[Prompt] Switch every "query" in the records below to "prompt" and write out all their lines again with nothing else changed. Leave the pictures out.
▬▬▬▬▬▬
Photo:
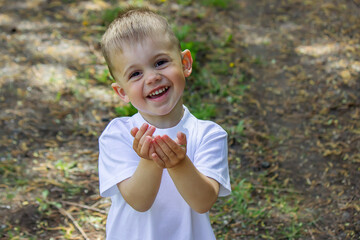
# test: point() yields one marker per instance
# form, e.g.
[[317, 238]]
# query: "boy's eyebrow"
[[129, 68]]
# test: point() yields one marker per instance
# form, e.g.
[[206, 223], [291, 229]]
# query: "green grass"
[[267, 209]]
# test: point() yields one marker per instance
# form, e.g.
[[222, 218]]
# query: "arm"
[[198, 190], [140, 190]]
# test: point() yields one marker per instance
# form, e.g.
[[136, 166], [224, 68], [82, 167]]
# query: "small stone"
[[265, 164]]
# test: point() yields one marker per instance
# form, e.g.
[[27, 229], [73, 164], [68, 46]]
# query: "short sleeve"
[[117, 159], [211, 157]]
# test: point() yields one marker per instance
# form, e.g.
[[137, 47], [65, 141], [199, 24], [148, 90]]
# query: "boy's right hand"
[[143, 140]]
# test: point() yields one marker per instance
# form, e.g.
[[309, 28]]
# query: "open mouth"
[[158, 92]]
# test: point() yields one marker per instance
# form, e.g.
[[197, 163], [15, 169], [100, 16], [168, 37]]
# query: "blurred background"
[[281, 77]]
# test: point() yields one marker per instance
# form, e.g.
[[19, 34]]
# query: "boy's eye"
[[161, 62], [135, 74]]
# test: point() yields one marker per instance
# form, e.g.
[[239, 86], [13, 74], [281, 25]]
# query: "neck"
[[166, 121]]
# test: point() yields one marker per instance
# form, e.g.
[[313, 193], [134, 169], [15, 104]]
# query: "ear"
[[187, 62], [121, 92]]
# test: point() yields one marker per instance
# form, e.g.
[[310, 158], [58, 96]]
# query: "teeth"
[[158, 91]]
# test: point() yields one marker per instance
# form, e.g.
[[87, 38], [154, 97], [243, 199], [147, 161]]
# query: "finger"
[[181, 139], [139, 134], [159, 151], [167, 145], [178, 151], [145, 148], [134, 131], [157, 160], [170, 143], [148, 133]]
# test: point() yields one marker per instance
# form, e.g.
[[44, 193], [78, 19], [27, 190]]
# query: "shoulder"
[[118, 127], [206, 127]]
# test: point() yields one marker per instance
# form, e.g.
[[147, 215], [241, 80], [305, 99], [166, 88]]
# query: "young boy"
[[162, 167]]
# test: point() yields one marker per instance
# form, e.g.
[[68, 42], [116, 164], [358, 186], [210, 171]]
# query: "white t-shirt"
[[170, 217]]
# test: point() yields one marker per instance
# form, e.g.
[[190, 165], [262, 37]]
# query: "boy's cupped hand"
[[143, 140], [168, 152], [164, 151]]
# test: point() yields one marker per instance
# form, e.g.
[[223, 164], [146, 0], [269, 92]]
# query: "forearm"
[[140, 190], [198, 190]]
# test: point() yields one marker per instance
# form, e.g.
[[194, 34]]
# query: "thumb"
[[134, 131]]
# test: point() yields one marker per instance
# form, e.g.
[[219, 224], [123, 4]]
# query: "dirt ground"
[[301, 113]]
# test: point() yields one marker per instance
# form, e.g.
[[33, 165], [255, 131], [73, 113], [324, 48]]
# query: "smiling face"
[[151, 75]]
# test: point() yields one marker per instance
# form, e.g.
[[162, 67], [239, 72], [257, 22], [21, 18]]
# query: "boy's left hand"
[[168, 151]]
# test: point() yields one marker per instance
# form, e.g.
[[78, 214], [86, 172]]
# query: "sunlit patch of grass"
[[261, 208], [127, 110]]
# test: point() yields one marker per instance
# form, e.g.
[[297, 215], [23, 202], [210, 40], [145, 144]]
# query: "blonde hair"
[[133, 26]]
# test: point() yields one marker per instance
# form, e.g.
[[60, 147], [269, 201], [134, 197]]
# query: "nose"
[[153, 77]]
▬▬▬▬▬▬
[Answer below]
Photo:
# test: point() yields one marker per instance
# form, e.g.
[[317, 238]]
# prompt: "boy's eyebrow"
[[129, 68]]
# test: point() yields one marker per instance
# form, e.g.
[[206, 223], [291, 229]]
# prompt: "green grass"
[[267, 209]]
# test: point() yields one marker per instance
# form, e.g.
[[222, 218]]
# prompt: "arm"
[[198, 190], [140, 190]]
# test: point() yields one marker per instance
# form, e.g.
[[136, 166], [224, 68], [82, 167]]
# prompt: "small stone"
[[265, 164]]
# test: point() yields one marker per instance
# form, e.g.
[[27, 229], [73, 164], [68, 46]]
# prompt: "short sleeve"
[[117, 159], [211, 157]]
# test: point() yields one marker per instance
# form, e.g.
[[137, 47], [65, 141], [199, 24], [148, 90]]
# prompt: "boy's right hand"
[[143, 140]]
# test: point() yields one marker per instance
# form, e.g.
[[309, 28]]
# prompt: "open mouth"
[[158, 92]]
# test: point() yields one marker per instance
# form, e.g.
[[197, 163], [15, 169], [100, 16], [168, 37]]
# prompt: "blurred background"
[[281, 77]]
# test: point() yields one marker per instance
# form, e.g.
[[19, 34]]
# prompt: "boy's eye"
[[161, 62], [135, 74]]
# test: point() yields one marker per instance
# form, e.g.
[[239, 86], [13, 74], [281, 25]]
# prompt: "neck"
[[166, 121]]
# test: point() yields one marker per instance
# form, e.g.
[[313, 193], [134, 169], [15, 104]]
# prompt: "ear"
[[187, 62], [121, 92]]
# test: point() yields one marker per instance
# form, e.g.
[[310, 158], [58, 96]]
# prompt: "teeth"
[[158, 91]]
# test: point() yields one marker per instance
# form, e.g.
[[87, 38], [154, 97], [243, 199], [147, 161]]
# prompt: "finger"
[[181, 139], [139, 134], [159, 151], [167, 145], [178, 151], [145, 148], [134, 131], [157, 160], [170, 143], [148, 133]]
# test: point() yields one marker per instance
# form, e.g.
[[44, 193], [78, 19], [27, 190]]
# prompt: "shoulder"
[[118, 127], [206, 127]]
# test: point() yields one marker per instance
# form, e.g.
[[147, 215], [241, 80], [305, 99], [166, 88]]
# prompt: "young boy"
[[162, 167]]
# test: point() yields one marker per instance
# form, e.g.
[[68, 42], [116, 164], [358, 186], [210, 171]]
# prompt: "white t-shirt"
[[170, 217]]
# test: point() yields one marker per instance
# form, e.g.
[[190, 165], [262, 37]]
# prompt: "boy's cupped hand"
[[143, 140], [168, 152], [164, 151]]
# test: point() yields one marker per instance
# form, e.g.
[[223, 164], [146, 0], [269, 92]]
# prompt: "forearm"
[[140, 190], [198, 190]]
# test: point() yields one marker per instance
# form, e.g.
[[194, 34]]
# prompt: "thumb"
[[134, 131]]
# test: point() yields one marker per instance
# form, e.g.
[[219, 224], [123, 4]]
# prompt: "dirt ground"
[[301, 113]]
# test: point() yields one marker per instance
# form, e.g.
[[33, 165], [255, 131], [73, 113], [324, 48]]
# prompt: "smiling face"
[[151, 75]]
# test: point() yields one marker per instance
# form, e.g.
[[162, 67], [239, 72], [257, 22], [21, 18]]
# prompt: "boy's left hand"
[[168, 151]]
# test: point() yields one marker per instance
# form, e.g.
[[78, 214], [86, 172]]
# prompt: "sunlit patch of grass"
[[261, 208], [127, 110]]
# test: point() yields one marker per instance
# form, e.g.
[[297, 215], [23, 202], [210, 40], [145, 144]]
# prompt: "blonde hair"
[[133, 26]]
# test: point() yields one marker per instance
# form, e.g.
[[60, 147], [269, 201], [134, 197]]
# prompt: "nose"
[[153, 77]]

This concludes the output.